* [Written tasks]:
- 1) According to the Netcraft thread, why is polling every known webserver the only practical method available? Answer in one to three sentences.
- 2) Translate this sentence from the Netcraft thread into Spanish: "I am sure this is some sort of ploy to get traffic, it will be funny to see if indeed their beloved IIS can stand the slashdot effect."

--- start of Extract provided ---

Netcraft Web Server Stats Challenged
kolchak writes "An article in The Age has an interesting analysis of the Netcraft Web Server Usage Reports. According to Port80 Software, Netcraft's surveys are biased towards domain name parkers and very small web sites, not taking into account how popular a site may be - there's some interesting results in the competing Port80 survey." However, it should be pointed out that Port80 "develops software products to enhance the security, performance and user experience of Microsoft's Internet Information Services (IIS) Web server."
This is wrong on soooooo many levels. I could understand trying to twist the truth by redefining what a webserver is... but thier sampling method is straight out wrong.
Want proof? Here it is. Go to the linked article, (or click here) and where they have the box to check your server header (about half way down the page) type in www.microsoft.com - you will see its running IIS/6. A nice happy IIS server.
Now, type in my web server - http://www.isthatdamngood.com - its a nice Linux/Apache server. My server will CRASH thier app! Actually, a lot of linux servers will crash it...
Kinda hard to claim your results are more indicitative of the market when your scanning technology is flat out broken.
Karma: SELECT `karma` FROM `users` WHERE `userid`=138474;
From thier Partners page:
"Port80 Software's Strategic Partners:
Microsoft, Inc."
Strategic in what way? FUD?
and this was their response:
We detect that homepage.mac.com is running Apache/1.3.27 (Darwin).
but with this caveat
Note:
No matter what the above results show, this company may be running Microsoft IIS and protecting its Web server identity with ServerMask.
Nope, no bias there.
The dogcow says "Moof!"
It is not only funny that according to their "survey" IIS has more market share than Apache, but *gasp* Netscape has a larger market share than Apache too!
That is as big of a red flag as I have ever seen.
Of course the fact that they indeed produce softs for IIS is in no way shape or form any sort of indication to a possible, slight, minimal... bias.
LOL, a nice laugh... and they may even get slashdotted, which will bring joy to their sorry operation since they will now be able to claim that they are now one of the nets most popular companies/sites. I am sure this is some sort of ploy to get traffic, it will be funny to see if indeed their beloved IIS can stand the slashdot effect. LOL
Even if these Port80 guys are on Microsoft's payroll, the point they make is still quite correct - it make no sense to measure market share by simply counting web hosts. If all the high-traffic web sites on the Internet are running IIS while the numerically greater but less popular remainder are running Apache, can you meaningfully say that Apache has a higher 'market share'?
Unfortunately, short of tracking people's surfing habits or getting access to web server logs, there is no easy way of working out the popularity of a site. Netcraft's method of polling every known webserver is really the only practical method available, if it is not truly accurate.
You have to look at their survey. It's talking about the CORPORATE web servers. I work for a major corporate america company. We have close to 4000 servers handling our "web" environment. That consists of web, app, and database servers. There's more IIS then anything else out there for sure in corporate america. Expecially on the WEB front end. In a corporate environment there are about 20 Windows to 1 Unix boxes. Mostly due to Windows servers being so cheap and can't handle as much load per server. But on the DATABASE backend there is much more UNIX to Windows.

--- end of Extract provided ---
--- start of Information shown ---

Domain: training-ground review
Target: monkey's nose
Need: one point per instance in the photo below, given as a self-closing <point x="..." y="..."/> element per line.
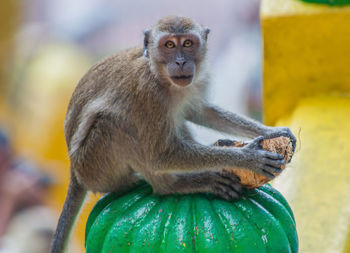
<point x="180" y="63"/>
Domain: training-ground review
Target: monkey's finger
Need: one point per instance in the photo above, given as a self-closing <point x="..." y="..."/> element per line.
<point x="230" y="176"/>
<point x="256" y="142"/>
<point x="221" y="194"/>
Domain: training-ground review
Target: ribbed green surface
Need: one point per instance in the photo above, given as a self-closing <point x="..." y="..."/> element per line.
<point x="138" y="221"/>
<point x="329" y="2"/>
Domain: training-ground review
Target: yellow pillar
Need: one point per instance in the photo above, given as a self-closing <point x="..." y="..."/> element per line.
<point x="307" y="87"/>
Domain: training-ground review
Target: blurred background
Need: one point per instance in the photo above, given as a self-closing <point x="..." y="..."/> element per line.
<point x="46" y="47"/>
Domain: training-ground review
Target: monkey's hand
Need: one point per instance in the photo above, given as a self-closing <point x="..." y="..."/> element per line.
<point x="273" y="132"/>
<point x="261" y="161"/>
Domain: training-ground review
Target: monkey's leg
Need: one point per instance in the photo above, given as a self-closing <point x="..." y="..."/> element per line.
<point x="74" y="200"/>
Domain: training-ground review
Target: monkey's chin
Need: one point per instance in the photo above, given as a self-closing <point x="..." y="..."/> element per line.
<point x="182" y="81"/>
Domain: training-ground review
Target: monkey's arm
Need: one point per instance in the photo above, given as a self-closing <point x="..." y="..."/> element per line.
<point x="224" y="121"/>
<point x="185" y="156"/>
<point x="190" y="167"/>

--- end of Information shown ---

* [Results for the exercise]:
- 1) Short of tracking people's surfing habits or getting access to web server logs, there is no easy way to work out how popular a site is. Netcraft's approach of polling every known webserver is therefore the only practical option, even though it is not truly accurate.

- 2) Estoy seguro de que esto es algún tipo de treta para conseguir tráfico; será gracioso ver si de verdad su querido IIS puede resistir el efecto Slashdot.